-- BEGIN --
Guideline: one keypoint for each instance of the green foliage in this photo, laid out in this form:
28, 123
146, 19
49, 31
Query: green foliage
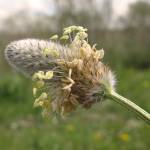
14, 88
105, 126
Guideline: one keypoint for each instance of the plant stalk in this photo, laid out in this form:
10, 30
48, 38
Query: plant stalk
145, 116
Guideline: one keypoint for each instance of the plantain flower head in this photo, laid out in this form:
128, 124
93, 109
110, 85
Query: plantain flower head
67, 71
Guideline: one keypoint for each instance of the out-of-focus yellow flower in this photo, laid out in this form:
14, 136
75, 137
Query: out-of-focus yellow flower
124, 137
97, 136
70, 127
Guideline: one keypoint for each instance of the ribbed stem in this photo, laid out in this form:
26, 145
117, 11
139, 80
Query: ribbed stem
131, 106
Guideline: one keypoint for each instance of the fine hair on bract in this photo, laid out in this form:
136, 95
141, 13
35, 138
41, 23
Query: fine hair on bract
67, 72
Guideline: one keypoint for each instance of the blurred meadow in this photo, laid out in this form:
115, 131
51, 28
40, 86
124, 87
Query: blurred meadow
106, 126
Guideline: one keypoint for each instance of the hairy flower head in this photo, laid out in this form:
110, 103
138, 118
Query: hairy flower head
65, 75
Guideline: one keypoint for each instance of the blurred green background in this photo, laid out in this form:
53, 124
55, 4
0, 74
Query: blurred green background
106, 126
-- END --
Rescale all the lines above and write them out again, requests included. Multiply every keypoint coordinate in the answers by 1.35 and round to whole numbers, with halves rounded up. Leave the numbers in the requests and their format samples unchanged, and leave the pictures out.

> _THE OUTPUT_
Guideline: one keypoint for each instance of the green foliage in this photo, laid out in this form:
28, 123
146, 19
49, 31
Query: green foliage
19, 119
142, 170
Guideline: one keypoint for each instance of the plant stalk in this photo, laid out in this form:
10, 30
48, 38
Query: plant stalk
196, 157
Guideline: one keypoint for each instance of the plantain flower head in this photo, laid out in this form:
128, 124
93, 109
110, 85
Query: plantain flower head
90, 96
Guideline: one keypoint for each instance of the out-of-focus yellow flower in this photo, laid out in this form:
14, 136
75, 137
Query: out-of-focus yellow flower
167, 185
131, 184
95, 171
Guideline: one keypoint for each instance of the ribbed stem in this photo, laid out in this form:
26, 145
117, 11
139, 80
Query: ribbed stem
177, 143
Guideline: one keypoint for each instance of the fine hair on bract in this photo, laid out in this form:
136, 95
141, 13
35, 138
41, 23
Query: fine hair on bract
90, 97
Guideline: one keypoint for each instance of the blurred meadow in this photo, laid out in this form:
115, 131
51, 28
40, 86
124, 87
Query: blurred meadow
143, 170
Guideline: one keypoint for each instance of the hairy flower head in this photo, laid out in this form:
110, 103
138, 118
Query: hairy flower head
88, 101
Guideline: one keypoint for each instance of the blurred green background in this photo, laid out in this form:
53, 124
55, 4
0, 74
Query: blurred green background
143, 170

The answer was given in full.